* **Aim 1**
Count the lines of the records that contain the word "player", and give only that number.

* **Page text**
For decades, photographs, video, and audio recordings have been treated as the gold standard of evidence. A captured moment – whether on film or in a single photograph – has traditionally carried an implicit presumption of truth, shaping courtroom decisions, news reporting, and public perception alike. The underlying assumption was simple: if it was recorded, it reflected reality. That assumption is now under the microscope.
Advances in Artificial Intelligence (AI) have made it possible to generate highly realistic synthetic media – commonly referred to as deepfakes – including images, video, and voice recordings. Tools built on technologies such as Generative Adversarial Networks (GANs) and diffusion models are no longer confined to specialists. They are widely accessible, inexpensive, and capable of producing convincing results with minimal technical expertise.
While these developments unlock significant creative and commercial opportunities, they also introduce a fundamental challenge: digital media can no longer be accepted at face value. For legal professionals in particular, this shift is critical. Evidence that was once considered inherently reliable must now be approached with the same level of scrutiny as witness testimony or documentary records. Understanding both the capabilities and the limitations of AI-generated content is becoming essential in disputes, investigations, and litigation.
In this final article of our three-part series discussing trust in the digital age, Ryan Shields explores the forensic implications of synthetic media and how investigators are adapting to an environment where visual evidence requires careful validation.
The challenge in determining authenticity
Detecting manipulated or synthetic media is not straightforward. Human perception is often ill-equipped to identify subtle inconsistencies in lighting, facial movement, or audio patterns – particularly as AI-generated outputs continue to improve. Even trained observers struggle to reliably distinguish authentic from synthetic media once a certain level of realism is achieved, reinforcing the need for technical validation beyond visual inspection alone.
To illustrate, consider a simple image manipulation exercise. A photograph of two known subjects in a meeting is disclosed during proceedings – a meeting which one party claims never occurred and which the other claims it did. A surveillance-style photograph is disclosed as depicted below (figure 1):

Figure 1
On the naked eye, there is no clear and obvious manipulation that has occurred.
Now consider Image B, below – the original image (figure 2).

Figure 2
In one version of the image, the facial appearance of the male subject has been replaced with the subject’s face, and the surrounding area is largely unaffected by the change. The setting of the image, the textures and lighting, and female facing away from the camera all continue to be portrayed with realism, despite the manipulation taking place on a free online tool. The edit takes only minutes and requires no specialist skills. In the absence of the original image, proving that Image A is unauthentic and has been tampered with can be a challenging exercise for investigators. In practical terms, this creates a scenario where the burden shifts from simply identifying manipulation to actively disproving an apparently plausible piece of evidence.

* **Entries**

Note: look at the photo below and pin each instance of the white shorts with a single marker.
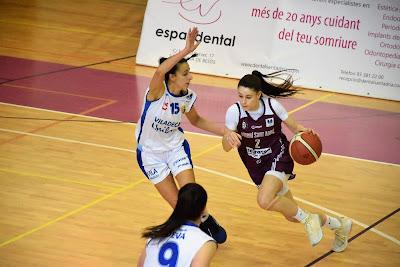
(157, 166)
(284, 179)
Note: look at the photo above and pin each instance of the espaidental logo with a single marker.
(198, 11)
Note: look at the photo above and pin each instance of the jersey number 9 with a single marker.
(168, 255)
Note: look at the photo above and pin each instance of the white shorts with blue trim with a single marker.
(157, 166)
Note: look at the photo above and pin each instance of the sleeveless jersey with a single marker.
(177, 250)
(158, 129)
(264, 147)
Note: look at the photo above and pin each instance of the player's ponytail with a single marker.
(174, 68)
(258, 81)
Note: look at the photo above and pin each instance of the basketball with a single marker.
(305, 148)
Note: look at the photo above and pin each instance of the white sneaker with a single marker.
(312, 224)
(342, 235)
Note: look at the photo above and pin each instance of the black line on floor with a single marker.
(355, 236)
(66, 69)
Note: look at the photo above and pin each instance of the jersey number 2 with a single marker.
(168, 255)
(174, 108)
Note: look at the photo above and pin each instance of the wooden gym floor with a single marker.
(72, 193)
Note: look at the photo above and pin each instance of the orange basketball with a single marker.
(305, 148)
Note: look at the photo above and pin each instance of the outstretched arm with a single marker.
(156, 83)
(295, 127)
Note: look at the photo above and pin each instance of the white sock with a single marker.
(332, 222)
(204, 217)
(301, 215)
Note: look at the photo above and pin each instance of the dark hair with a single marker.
(175, 67)
(192, 199)
(256, 81)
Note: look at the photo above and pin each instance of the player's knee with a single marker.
(265, 202)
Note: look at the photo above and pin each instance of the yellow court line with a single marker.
(59, 179)
(311, 102)
(73, 212)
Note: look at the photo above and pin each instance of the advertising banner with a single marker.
(347, 46)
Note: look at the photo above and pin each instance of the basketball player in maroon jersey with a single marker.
(254, 127)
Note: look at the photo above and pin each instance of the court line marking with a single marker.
(396, 241)
(57, 92)
(110, 188)
(213, 172)
(73, 212)
(108, 103)
(310, 103)
(66, 29)
(199, 134)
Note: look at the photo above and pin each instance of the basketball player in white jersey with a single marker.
(162, 151)
(179, 242)
(253, 126)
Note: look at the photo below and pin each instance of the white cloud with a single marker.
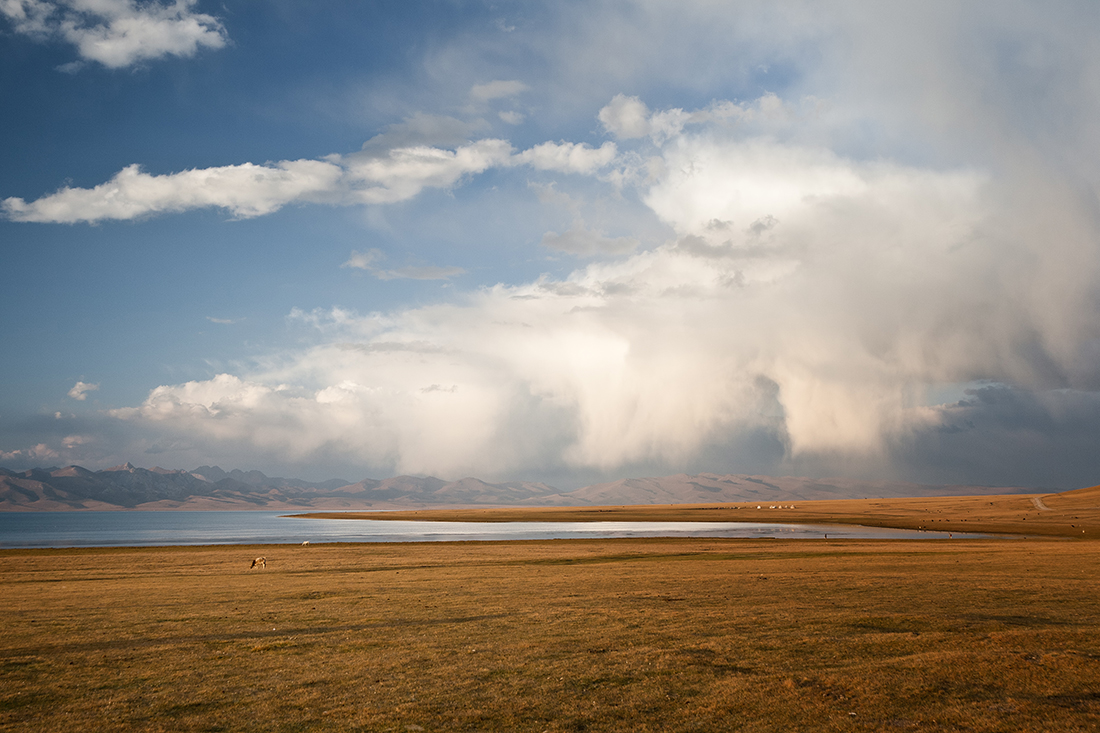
(580, 240)
(807, 296)
(41, 451)
(118, 33)
(373, 176)
(405, 172)
(569, 157)
(496, 89)
(80, 390)
(245, 190)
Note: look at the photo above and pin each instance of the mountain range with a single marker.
(127, 487)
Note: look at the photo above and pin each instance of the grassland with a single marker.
(567, 635)
(1068, 514)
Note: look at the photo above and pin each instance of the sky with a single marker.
(563, 241)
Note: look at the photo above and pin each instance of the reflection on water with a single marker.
(153, 528)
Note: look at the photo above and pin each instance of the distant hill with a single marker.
(127, 487)
(211, 488)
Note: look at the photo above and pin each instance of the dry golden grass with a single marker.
(1068, 514)
(567, 635)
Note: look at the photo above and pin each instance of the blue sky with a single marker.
(563, 241)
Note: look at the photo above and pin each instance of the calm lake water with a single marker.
(155, 528)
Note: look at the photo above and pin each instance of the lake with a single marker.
(20, 529)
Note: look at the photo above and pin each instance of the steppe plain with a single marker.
(576, 635)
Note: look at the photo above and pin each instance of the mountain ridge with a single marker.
(127, 487)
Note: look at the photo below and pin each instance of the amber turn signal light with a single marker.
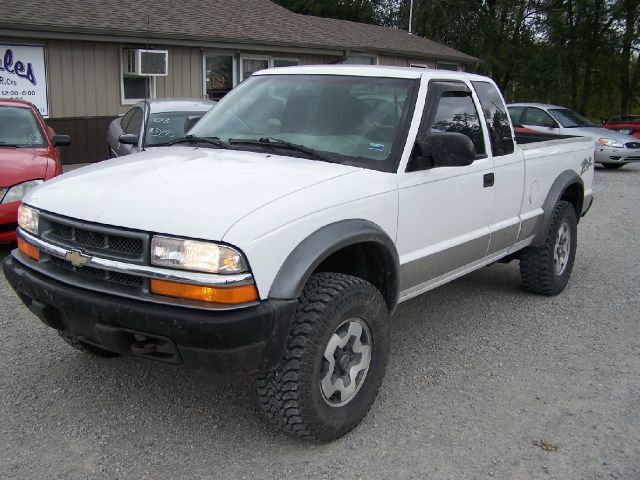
(29, 250)
(227, 296)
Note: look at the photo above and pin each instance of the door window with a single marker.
(457, 113)
(497, 119)
(538, 118)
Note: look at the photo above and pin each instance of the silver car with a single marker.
(613, 149)
(154, 122)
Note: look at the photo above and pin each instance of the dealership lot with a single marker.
(484, 381)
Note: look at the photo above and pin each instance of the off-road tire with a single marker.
(85, 347)
(613, 166)
(537, 267)
(290, 395)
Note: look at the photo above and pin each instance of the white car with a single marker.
(613, 149)
(278, 237)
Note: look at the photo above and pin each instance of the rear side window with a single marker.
(538, 118)
(497, 118)
(457, 113)
(516, 114)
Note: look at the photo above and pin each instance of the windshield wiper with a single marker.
(194, 139)
(277, 143)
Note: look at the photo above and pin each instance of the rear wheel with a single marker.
(85, 347)
(546, 269)
(335, 359)
(613, 166)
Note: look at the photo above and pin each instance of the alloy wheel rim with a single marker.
(562, 249)
(345, 362)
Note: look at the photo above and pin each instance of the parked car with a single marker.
(28, 157)
(627, 125)
(613, 149)
(154, 122)
(281, 246)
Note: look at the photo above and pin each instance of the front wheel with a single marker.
(335, 359)
(546, 269)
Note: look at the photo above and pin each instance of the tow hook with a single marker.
(144, 347)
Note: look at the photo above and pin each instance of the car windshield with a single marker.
(332, 117)
(569, 119)
(20, 128)
(164, 127)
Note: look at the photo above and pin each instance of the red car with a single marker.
(28, 157)
(627, 125)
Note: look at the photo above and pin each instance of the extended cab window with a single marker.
(457, 113)
(538, 118)
(497, 118)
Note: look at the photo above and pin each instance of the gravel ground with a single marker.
(484, 381)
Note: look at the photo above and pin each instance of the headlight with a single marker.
(197, 256)
(17, 192)
(28, 219)
(610, 143)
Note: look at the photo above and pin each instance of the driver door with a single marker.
(444, 211)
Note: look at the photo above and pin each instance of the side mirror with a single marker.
(61, 140)
(190, 122)
(449, 149)
(128, 139)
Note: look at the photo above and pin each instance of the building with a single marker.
(73, 58)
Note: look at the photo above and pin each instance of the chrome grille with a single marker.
(96, 239)
(114, 277)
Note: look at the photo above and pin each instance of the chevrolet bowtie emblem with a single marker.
(77, 258)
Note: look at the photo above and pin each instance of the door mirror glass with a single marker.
(61, 140)
(448, 149)
(128, 139)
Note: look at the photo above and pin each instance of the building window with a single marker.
(447, 66)
(358, 59)
(218, 74)
(133, 88)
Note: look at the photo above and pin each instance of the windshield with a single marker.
(342, 118)
(19, 128)
(569, 119)
(166, 126)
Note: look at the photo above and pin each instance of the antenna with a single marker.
(410, 15)
(147, 93)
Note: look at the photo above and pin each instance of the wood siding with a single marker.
(185, 74)
(83, 78)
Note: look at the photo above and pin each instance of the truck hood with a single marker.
(184, 191)
(18, 165)
(597, 133)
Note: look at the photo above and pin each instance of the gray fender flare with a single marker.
(305, 258)
(559, 186)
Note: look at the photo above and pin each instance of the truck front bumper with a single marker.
(246, 340)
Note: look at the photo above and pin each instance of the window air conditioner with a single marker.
(148, 63)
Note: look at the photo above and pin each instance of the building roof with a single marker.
(226, 21)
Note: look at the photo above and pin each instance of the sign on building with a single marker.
(23, 76)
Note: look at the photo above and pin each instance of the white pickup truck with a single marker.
(278, 237)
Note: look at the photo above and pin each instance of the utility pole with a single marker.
(410, 14)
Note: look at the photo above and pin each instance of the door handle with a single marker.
(488, 180)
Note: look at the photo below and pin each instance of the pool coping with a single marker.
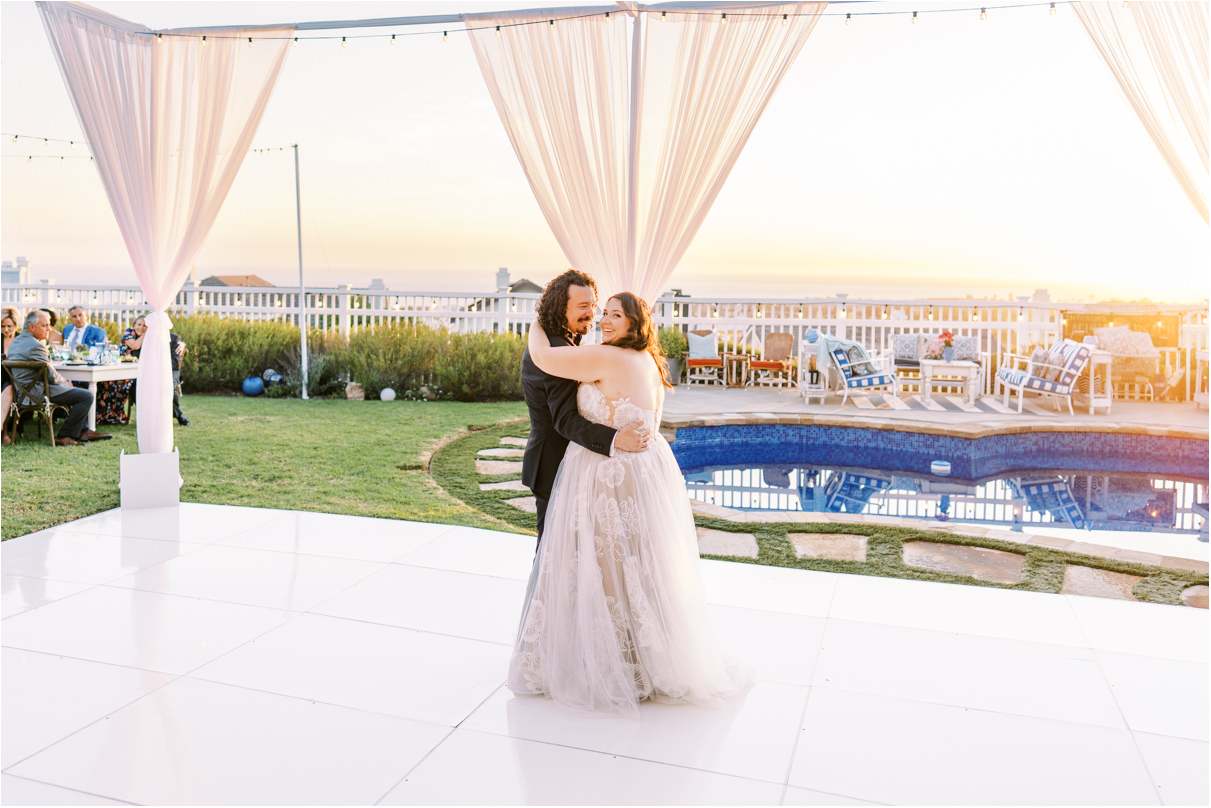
(962, 528)
(669, 425)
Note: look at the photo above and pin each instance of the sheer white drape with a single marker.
(168, 122)
(1158, 53)
(627, 129)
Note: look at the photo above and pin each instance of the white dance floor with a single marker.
(231, 655)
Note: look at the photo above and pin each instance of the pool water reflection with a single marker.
(1083, 499)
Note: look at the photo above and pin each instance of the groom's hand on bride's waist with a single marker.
(632, 439)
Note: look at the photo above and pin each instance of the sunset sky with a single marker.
(948, 158)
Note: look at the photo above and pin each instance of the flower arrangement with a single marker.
(936, 347)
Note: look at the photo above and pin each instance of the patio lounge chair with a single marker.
(774, 366)
(859, 371)
(1052, 373)
(704, 364)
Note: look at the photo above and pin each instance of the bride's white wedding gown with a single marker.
(614, 611)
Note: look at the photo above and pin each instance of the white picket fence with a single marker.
(1003, 326)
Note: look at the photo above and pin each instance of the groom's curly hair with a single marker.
(552, 307)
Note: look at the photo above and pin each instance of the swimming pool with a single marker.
(1091, 480)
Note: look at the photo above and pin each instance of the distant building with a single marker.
(234, 280)
(15, 273)
(520, 287)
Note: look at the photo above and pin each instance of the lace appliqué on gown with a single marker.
(615, 611)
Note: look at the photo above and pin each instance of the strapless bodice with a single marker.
(596, 407)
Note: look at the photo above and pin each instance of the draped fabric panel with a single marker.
(168, 121)
(1158, 53)
(627, 129)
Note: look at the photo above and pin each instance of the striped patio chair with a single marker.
(1052, 373)
(860, 372)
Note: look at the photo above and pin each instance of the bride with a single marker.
(614, 611)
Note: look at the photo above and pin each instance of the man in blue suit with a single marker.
(80, 332)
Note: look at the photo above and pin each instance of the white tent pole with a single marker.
(298, 218)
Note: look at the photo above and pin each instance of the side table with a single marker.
(936, 371)
(1101, 389)
(735, 370)
(809, 389)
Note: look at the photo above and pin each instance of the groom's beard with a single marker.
(583, 326)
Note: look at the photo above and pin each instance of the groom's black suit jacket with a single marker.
(555, 420)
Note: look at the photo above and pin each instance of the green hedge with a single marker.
(414, 360)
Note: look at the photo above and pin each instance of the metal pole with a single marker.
(298, 215)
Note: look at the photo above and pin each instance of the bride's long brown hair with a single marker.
(642, 333)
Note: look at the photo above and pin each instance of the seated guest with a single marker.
(81, 332)
(9, 327)
(27, 348)
(132, 344)
(52, 336)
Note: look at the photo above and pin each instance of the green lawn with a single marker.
(365, 458)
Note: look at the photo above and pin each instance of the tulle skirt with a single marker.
(614, 611)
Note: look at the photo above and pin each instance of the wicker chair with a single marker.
(774, 366)
(704, 370)
(26, 404)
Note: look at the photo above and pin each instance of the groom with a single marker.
(566, 310)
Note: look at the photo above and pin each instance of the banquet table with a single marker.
(93, 374)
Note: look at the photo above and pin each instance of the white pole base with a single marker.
(150, 480)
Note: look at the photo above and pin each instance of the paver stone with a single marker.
(979, 562)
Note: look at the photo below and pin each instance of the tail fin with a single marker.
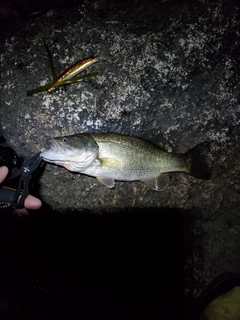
(198, 161)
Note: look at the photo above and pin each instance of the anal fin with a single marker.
(107, 182)
(158, 183)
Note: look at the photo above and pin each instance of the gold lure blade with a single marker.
(74, 70)
(61, 83)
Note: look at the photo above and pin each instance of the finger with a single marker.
(32, 203)
(3, 173)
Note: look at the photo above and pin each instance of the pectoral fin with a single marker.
(158, 183)
(108, 182)
(110, 163)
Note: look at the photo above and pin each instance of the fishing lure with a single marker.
(69, 76)
(74, 70)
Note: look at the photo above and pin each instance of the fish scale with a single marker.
(110, 157)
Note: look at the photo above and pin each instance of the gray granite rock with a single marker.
(171, 70)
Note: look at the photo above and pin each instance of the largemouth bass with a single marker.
(110, 157)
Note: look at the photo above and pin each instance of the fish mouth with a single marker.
(52, 145)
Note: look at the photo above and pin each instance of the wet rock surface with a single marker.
(170, 70)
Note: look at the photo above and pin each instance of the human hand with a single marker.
(30, 202)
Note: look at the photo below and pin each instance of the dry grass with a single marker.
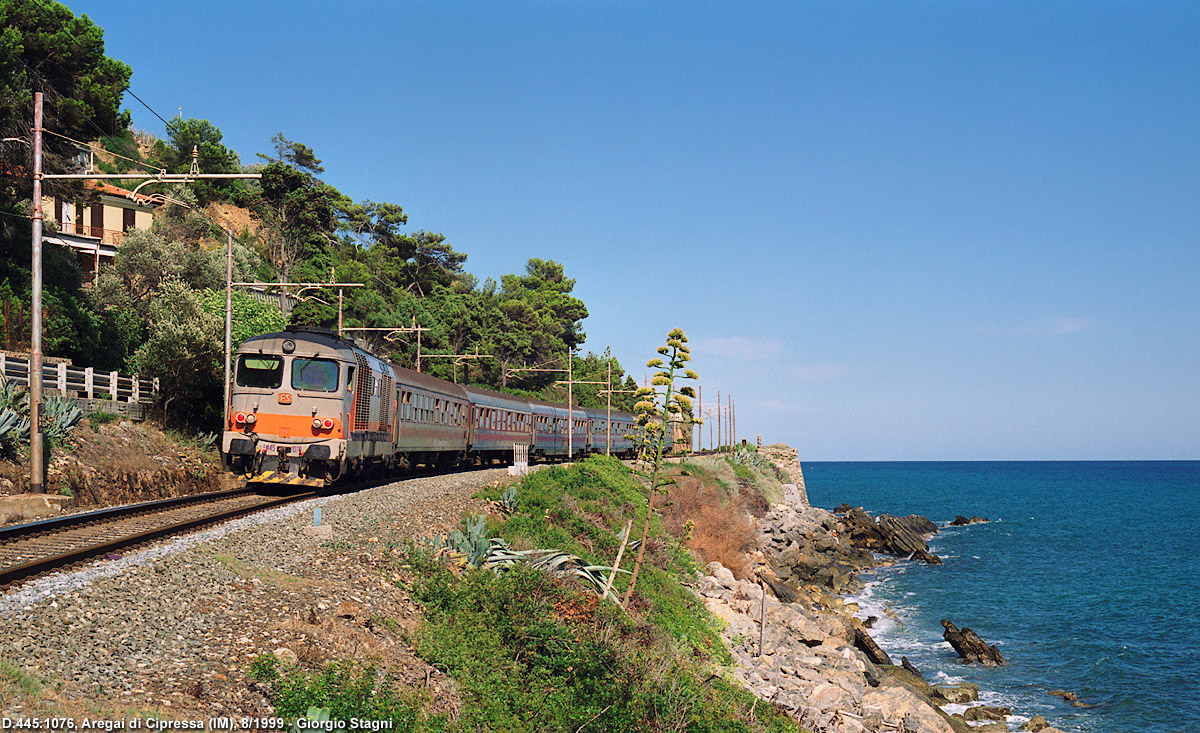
(721, 526)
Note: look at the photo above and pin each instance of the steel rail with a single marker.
(18, 572)
(103, 515)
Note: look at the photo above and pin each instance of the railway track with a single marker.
(37, 547)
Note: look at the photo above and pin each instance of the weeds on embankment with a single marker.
(531, 652)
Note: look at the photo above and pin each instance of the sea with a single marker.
(1085, 577)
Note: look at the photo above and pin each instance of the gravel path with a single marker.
(172, 630)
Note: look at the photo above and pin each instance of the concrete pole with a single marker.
(607, 449)
(570, 406)
(36, 457)
(227, 390)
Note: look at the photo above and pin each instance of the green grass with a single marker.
(97, 419)
(13, 678)
(348, 690)
(533, 653)
(526, 662)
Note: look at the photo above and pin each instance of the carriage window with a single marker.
(317, 374)
(261, 371)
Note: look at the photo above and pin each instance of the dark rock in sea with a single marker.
(959, 692)
(903, 536)
(970, 647)
(911, 667)
(864, 642)
(987, 713)
(960, 521)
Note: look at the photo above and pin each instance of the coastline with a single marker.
(815, 655)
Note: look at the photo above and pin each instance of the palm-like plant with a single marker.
(657, 410)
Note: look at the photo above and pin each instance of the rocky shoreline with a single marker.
(799, 644)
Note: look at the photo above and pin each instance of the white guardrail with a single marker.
(83, 383)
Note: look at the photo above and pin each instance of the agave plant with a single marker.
(59, 418)
(555, 562)
(13, 396)
(471, 540)
(509, 500)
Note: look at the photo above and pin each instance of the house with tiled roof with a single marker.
(94, 232)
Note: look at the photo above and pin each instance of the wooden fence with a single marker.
(99, 391)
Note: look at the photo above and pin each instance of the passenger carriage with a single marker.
(309, 408)
(498, 422)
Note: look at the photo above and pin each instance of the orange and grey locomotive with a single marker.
(309, 408)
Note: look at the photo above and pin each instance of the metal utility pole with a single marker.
(570, 396)
(459, 359)
(228, 389)
(36, 457)
(720, 436)
(730, 421)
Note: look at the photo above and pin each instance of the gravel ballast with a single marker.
(173, 629)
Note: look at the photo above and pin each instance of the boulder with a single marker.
(987, 713)
(960, 521)
(903, 536)
(911, 667)
(959, 692)
(970, 647)
(915, 683)
(864, 642)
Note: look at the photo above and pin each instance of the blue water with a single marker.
(1085, 578)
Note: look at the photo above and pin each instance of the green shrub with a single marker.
(534, 653)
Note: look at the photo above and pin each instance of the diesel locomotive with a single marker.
(309, 408)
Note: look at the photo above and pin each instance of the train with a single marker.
(310, 408)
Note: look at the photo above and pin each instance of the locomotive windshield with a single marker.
(318, 374)
(265, 372)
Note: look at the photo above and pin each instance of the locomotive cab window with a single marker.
(264, 372)
(315, 374)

* **Aim 2**
Rewrite the part of the deepfake article that begins at the words "To illustrate, consider" and stops after "that has occurred.", changing "surveillance-style" to "CCTV-style".

* **Response 1**
4

* **Response 2**
To illustrate, consider a simple image manipulation exercise. A photograph of two known subjects in a meeting is disclosed during proceedings – a meeting which one party claims never occurred and which the other claims it did. A CCTV-style photograph is disclosed as depicted below (figure 1):

Figure 1
On the naked eye, there is no clear and obvious manipulation that has occurred.